# I feel I married the wrong man...



## dawnangel89 (Feb 7, 2013)

A little over three years ago I had been very good friends with a man, he drove about an hour to come and see me every other week. He was like perfect for me, and I really liked him, and could say I was starting to fall in love with him. 

Around that time I really did not have my head on straight though, I was young, immature and still living at home, I was always out hooking up with guys. After living most of my teen years being overweight and unattractive, I started losing weight and men started paying attention to me, so I took full advantage of that. I was 20 years old, btw.

This guy never tried to get down my pants, I never tried to get into his either. I respected/respect him still to this day. So around the same time my husband stepped into the picture. A friend of mine introduced us, so we began chatting online. I can tell you I did not feel any attraction whatsoever to him at first. When I finally met him face to face is when I had "love at first sight." He is very attractive so I guess you can say I fell into lust. We slept together the same day. I should've seen the red flags right there. I began sleeping with him all the time. The other man knew. I was having a very hard time settling for one of them. I ended up choosing my husband, of course. I broke the other mans heart and we stopped talking about a month after I told him I decided to pick my husband. The reason why was because I had went to break up with him(my husband) and when I tried he fell to his knees and screamed and cried for me not to leave him. I guess it's obvious I felt sorry for him.

I was still hooking up with random men at work and my parents found out and I was kicked out, so I chose to move in with my husband. To this day I still think that was a really bad idea. We had only known each other for around 3 months. Things went downhill fast, I never felt like I was getting enough of anything. Sex was okay. It was mostly my emotional and mental needs. Instead of communicating it seemed we would just have sex to make up for it. We still to this day rarely talk about each other and our needs. I have before and hoped things would change and they never have. My husband never tells me i'm beautiful or that he is happy I am his wife, you know simple things like that. He just seems emotionless and content about everything all the time. We never really have any fun together, just sit at home and watch tv, go out to eat every so often. I never get any surprises, never any help around the house unless I ask for it. Or if it's something completely obvious that he needs to do, like cleaning up after one of our pets etc etc. Even when I get hurt or something, he never shows any concern for me. He just ignores me or says "you okay?" When I talk to him he just seems to have his mind on something else. Whether it be the tv or computer. I can talk for a long amount of time and he is sitting there like in another world. It really hurts me.

**Given entries**
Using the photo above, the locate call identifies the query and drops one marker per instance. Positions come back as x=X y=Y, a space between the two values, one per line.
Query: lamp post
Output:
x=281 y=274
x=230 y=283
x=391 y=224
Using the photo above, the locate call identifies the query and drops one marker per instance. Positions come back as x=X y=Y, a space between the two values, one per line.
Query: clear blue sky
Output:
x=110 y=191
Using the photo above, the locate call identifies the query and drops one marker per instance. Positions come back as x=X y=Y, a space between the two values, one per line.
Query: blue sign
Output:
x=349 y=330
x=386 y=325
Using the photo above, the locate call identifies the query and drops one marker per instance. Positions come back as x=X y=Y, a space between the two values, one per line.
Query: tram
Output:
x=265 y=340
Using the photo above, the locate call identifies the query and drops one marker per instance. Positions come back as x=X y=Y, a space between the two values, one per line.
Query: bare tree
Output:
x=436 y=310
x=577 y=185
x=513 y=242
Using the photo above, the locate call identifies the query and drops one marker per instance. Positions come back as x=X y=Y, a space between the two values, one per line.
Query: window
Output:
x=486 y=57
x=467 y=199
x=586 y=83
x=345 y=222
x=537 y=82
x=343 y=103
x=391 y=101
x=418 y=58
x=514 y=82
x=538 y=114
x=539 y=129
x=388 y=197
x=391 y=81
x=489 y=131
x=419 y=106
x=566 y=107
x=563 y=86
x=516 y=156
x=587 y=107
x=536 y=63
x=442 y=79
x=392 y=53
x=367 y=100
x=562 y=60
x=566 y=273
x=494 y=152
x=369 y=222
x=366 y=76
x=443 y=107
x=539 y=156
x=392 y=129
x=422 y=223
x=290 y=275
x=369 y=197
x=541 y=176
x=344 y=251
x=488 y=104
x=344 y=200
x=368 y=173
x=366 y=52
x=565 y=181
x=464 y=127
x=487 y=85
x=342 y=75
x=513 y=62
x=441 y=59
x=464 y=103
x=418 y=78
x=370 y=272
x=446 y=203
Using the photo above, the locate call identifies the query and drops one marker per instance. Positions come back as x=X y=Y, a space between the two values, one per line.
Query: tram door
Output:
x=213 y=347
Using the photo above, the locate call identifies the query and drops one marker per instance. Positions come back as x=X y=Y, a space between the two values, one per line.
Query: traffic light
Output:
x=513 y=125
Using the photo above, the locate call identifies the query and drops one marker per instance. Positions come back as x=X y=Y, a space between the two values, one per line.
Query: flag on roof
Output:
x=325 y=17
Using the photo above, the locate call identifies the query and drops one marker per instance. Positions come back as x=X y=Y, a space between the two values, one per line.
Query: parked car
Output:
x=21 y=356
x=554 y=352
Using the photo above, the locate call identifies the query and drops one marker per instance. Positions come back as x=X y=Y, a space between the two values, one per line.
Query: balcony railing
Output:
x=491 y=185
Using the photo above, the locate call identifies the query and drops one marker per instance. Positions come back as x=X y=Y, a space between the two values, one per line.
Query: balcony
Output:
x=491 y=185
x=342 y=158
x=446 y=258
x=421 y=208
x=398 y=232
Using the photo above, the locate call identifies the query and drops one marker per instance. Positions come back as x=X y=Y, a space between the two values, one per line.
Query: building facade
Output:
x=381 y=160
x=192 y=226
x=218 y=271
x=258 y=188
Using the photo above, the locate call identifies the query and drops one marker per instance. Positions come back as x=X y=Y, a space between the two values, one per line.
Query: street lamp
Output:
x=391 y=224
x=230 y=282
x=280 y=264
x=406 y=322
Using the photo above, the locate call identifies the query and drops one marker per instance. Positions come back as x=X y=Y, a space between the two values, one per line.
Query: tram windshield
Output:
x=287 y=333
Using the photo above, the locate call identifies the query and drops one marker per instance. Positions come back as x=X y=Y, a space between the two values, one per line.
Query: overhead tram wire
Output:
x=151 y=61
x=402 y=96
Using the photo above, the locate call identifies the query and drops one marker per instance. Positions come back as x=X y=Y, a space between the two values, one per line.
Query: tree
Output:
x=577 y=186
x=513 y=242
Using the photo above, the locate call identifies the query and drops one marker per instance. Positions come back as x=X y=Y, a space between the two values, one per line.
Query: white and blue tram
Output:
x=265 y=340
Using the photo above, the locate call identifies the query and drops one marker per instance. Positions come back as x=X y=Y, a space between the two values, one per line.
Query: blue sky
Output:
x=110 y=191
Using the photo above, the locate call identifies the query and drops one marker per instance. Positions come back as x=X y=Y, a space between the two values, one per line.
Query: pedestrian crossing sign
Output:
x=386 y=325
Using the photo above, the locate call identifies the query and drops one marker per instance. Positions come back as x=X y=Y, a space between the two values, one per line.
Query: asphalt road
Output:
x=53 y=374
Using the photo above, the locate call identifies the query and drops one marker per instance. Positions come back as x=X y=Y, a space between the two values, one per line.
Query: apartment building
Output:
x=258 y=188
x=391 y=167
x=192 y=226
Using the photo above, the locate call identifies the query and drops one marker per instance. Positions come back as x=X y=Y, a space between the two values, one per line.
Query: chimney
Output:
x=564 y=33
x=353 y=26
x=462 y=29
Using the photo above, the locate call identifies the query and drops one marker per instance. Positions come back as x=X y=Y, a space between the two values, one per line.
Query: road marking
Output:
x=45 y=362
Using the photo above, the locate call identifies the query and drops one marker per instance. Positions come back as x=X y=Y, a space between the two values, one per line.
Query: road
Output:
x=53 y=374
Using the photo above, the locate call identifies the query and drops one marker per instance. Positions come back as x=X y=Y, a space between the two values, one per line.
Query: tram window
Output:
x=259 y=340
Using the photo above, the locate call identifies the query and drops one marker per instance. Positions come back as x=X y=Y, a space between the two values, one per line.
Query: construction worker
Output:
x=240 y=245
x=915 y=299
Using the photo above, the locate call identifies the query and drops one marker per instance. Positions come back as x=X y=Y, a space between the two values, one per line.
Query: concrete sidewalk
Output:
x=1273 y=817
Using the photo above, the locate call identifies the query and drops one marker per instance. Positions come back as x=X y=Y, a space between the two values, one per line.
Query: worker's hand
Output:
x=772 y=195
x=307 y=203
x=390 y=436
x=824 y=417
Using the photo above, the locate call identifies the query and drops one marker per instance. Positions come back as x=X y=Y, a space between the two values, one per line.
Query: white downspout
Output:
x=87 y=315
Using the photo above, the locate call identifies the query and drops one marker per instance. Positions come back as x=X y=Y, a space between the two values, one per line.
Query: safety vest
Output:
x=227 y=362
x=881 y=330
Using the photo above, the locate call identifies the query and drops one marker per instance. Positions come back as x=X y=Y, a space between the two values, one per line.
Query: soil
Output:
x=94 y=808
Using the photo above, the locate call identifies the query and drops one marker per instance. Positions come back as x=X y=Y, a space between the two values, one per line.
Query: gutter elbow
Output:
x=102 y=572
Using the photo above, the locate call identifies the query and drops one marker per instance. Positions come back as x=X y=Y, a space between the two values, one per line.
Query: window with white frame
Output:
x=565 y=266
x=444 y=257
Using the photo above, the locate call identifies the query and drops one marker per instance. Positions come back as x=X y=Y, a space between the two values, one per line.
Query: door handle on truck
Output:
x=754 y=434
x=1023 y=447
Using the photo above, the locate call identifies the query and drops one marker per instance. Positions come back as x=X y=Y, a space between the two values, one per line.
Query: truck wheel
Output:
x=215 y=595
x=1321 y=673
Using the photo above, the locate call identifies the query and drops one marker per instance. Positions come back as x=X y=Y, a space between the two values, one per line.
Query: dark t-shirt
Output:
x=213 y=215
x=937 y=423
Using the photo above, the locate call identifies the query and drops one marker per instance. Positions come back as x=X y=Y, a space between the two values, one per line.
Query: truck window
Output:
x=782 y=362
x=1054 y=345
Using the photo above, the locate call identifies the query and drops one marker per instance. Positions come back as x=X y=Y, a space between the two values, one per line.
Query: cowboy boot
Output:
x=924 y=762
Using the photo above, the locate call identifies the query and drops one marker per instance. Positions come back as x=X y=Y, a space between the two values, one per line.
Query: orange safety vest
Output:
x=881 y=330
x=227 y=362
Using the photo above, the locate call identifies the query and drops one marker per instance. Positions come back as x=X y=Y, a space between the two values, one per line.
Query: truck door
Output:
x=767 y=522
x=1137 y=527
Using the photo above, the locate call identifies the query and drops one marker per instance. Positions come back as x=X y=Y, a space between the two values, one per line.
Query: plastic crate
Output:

**Requirement 1**
In the forum post about marrying the wrong man, how long had the writer known her husband when she moved in with him?
**Requirement 2**
Rewrite the records from their start through the line containing "x=213 y=347", changing "marker" to "pin" and leaving everything else the same.

**Correct output 1**
Around three months.

**Correct output 2**
Using the photo above, the locate call identifies the query and drops one pin per instance. Positions come back as x=X y=Y, a space between the two values, one per line.
Query: lamp post
Output:
x=281 y=274
x=230 y=283
x=391 y=224
Using the photo above, the locate call identifies the query and drops one pin per instance. Positions come back as x=X y=Y, a space between the two values, one per line.
Query: clear blue sky
Output:
x=110 y=191
Using the photo above, the locate call identifies the query and drops one pin per instance. Positions come back as x=X y=Y, a space between the two values, one per line.
Query: blue sign
Output:
x=349 y=330
x=386 y=325
Using the photo above, the locate call identifies the query and drops one pin per instance. Positions come back as x=X y=Y, a space between the two values, one per line.
Query: tram
Output:
x=265 y=340
Using the photo above, the locate call identifies the query and drops one pin per instance. Positions come back as x=X y=Y, a space between the two values, one per line.
Query: bare tree
Output:
x=436 y=310
x=577 y=185
x=513 y=242
Using the photo above, the locate call identifies the query and drops one pin per instance. Positions come back as x=X y=Y, a space between the two values, one per line.
Query: window
Output:
x=486 y=57
x=467 y=199
x=586 y=83
x=345 y=222
x=537 y=82
x=343 y=103
x=391 y=101
x=418 y=58
x=514 y=82
x=538 y=114
x=539 y=129
x=388 y=197
x=391 y=81
x=489 y=131
x=419 y=106
x=566 y=107
x=563 y=86
x=516 y=156
x=587 y=107
x=536 y=63
x=442 y=79
x=392 y=53
x=367 y=100
x=562 y=60
x=566 y=273
x=494 y=152
x=369 y=222
x=366 y=76
x=443 y=107
x=539 y=156
x=392 y=129
x=422 y=223
x=290 y=275
x=369 y=197
x=541 y=176
x=344 y=251
x=488 y=104
x=344 y=200
x=368 y=173
x=366 y=52
x=565 y=181
x=464 y=127
x=487 y=85
x=342 y=75
x=513 y=62
x=441 y=59
x=464 y=103
x=418 y=78
x=370 y=272
x=446 y=203
Using the photo above, the locate call identifies the query and drops one pin per instance. Positions come back as x=X y=Y, a space between the two values, one per line.
Query: tram door
Output:
x=213 y=347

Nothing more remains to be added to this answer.